> _TASK TO COMPLETE_: Output each line of the listing that follows, with every character kept as it is.

___ EXTRACTED ENTRIES ___

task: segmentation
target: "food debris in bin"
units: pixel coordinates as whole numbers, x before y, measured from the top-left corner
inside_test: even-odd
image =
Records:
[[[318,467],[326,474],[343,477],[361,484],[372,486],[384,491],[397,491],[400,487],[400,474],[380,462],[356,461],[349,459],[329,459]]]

___

> _EXPECTED OUTPUT_:
task: segmentation
target: "food debris in bin"
units: pixel coordinates as whole numbers, x before y, measured from the top-left corner
inside_test: even-odd
image =
Records:
[[[318,467],[326,474],[343,477],[361,484],[372,486],[384,491],[397,491],[400,487],[400,474],[380,462],[356,461],[349,459],[329,459]]]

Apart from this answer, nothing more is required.